3. Computational setup

We used the Modules for Experiments in Stellar Astrophysics (MESA) one-dimensional stellar structure and evolution code (Paxton et al. 2011, 2013, 2015, 2016, 2018, version 10396) to calculate nonrotating, nonmagnetic stellar models for a range of input parameters. The linear adiabatic eigenmodes were computed using the stellar oscillation code GYRE (Townsend & Teitler 2013; Townsend et al. 2018, version 5.2), including the effects of rotation within the TAR. A link to the example inlists is provided in Appendix A.

3.1. MESA setup

Our grid parameter ranges are selected based on typical values used for γ Dor and SPB asteroseismic modeling (Pápics et al. 2012; Van Reeth et al. 2016, 2018; Buysschaert et al. 2018b; Mombarg et al. 2019), with an overview of the selected parameter ranges available in Table 1. For all MESA models, we assume the Asplund et al. (2009) metal mixture. We fixed the initial helium mass fraction as Y_ini = 0.2795 and varied the metallicity of the models as indicated in Table 1. The initial hydrogen fraction was then adopted according to X = 1 − Y_ini − Z_ini. Further, the core hydrogen mass fraction X_c serves as an age indicator for stars on the MS, where a smaller X_c indicates a star nearer to the terminal-age MS (TAMS). We extract models near the zero-age MS (ZAMS; X_c ≈ 0.675), near the middle of the MS (mid-MS; X_c ≈ 0.340) and near the TAMS (X_c ≈ 0.005), for initial masses M_ini ∈ [1.3, 2.0, 3.0] M_⊙.

→ **Records supplied**:
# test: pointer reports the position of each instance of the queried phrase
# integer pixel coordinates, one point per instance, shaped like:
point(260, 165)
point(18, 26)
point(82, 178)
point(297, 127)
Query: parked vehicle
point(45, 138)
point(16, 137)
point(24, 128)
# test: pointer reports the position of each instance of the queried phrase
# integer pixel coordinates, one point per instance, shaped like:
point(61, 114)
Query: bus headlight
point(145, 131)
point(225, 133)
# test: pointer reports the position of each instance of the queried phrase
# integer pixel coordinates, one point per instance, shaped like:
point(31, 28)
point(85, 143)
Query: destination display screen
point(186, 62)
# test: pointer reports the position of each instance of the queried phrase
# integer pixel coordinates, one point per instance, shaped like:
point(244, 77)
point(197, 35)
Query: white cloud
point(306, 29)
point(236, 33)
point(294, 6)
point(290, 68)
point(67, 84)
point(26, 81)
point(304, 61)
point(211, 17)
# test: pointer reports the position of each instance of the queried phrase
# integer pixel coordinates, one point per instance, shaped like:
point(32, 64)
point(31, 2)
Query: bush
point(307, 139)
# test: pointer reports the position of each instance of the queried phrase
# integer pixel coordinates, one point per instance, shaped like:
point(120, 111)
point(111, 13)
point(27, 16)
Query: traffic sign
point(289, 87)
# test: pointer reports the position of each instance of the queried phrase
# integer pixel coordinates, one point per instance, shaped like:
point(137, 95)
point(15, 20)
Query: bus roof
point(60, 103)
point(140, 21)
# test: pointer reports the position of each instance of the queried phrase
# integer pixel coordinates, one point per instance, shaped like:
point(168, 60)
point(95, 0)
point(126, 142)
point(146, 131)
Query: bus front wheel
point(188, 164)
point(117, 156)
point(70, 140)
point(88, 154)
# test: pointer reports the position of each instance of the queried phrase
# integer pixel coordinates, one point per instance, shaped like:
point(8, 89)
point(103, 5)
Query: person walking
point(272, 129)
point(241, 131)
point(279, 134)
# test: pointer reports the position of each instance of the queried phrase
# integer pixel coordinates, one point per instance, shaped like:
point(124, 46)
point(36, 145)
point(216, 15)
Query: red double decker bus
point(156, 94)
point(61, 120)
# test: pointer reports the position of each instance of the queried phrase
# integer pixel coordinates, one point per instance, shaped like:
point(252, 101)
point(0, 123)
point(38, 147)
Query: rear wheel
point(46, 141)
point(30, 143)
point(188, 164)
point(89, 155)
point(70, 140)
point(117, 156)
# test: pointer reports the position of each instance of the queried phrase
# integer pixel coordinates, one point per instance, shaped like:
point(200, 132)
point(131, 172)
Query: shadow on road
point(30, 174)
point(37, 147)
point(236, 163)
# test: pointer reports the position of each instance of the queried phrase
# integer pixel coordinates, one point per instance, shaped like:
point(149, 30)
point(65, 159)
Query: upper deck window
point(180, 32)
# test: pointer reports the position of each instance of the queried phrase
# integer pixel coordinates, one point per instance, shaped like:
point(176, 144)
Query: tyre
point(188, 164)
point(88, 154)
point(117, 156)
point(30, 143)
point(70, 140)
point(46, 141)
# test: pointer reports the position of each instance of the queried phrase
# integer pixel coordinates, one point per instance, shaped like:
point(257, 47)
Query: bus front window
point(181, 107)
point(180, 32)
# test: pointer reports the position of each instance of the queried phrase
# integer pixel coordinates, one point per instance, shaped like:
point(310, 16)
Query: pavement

→ **Exercise aim**: Retype everything in the computational setup excerpt from "3. Computational setup" down to "in Appendix A.". The records have no connection to the text.

→ **Solution to this task**:
3. Computational setup

We used the Modules for Experiments in Stellar Astrophysics (MESA) one-dimensional stellar structure and evolution code (Paxton et al. 2011, 2013, 2015, 2016, 2018, version 10396) to calculate nonrotating, nonmagnetic stellar models for a range of input parameters. The linear adiabatic eigenmodes were computed using the stellar oscillation code GYRE (Townsend & Teitler 2013; Townsend et al. 2018, version 5.2), including the effects of rotation within the TAR. A link to the example inlists is provided in Appendix A.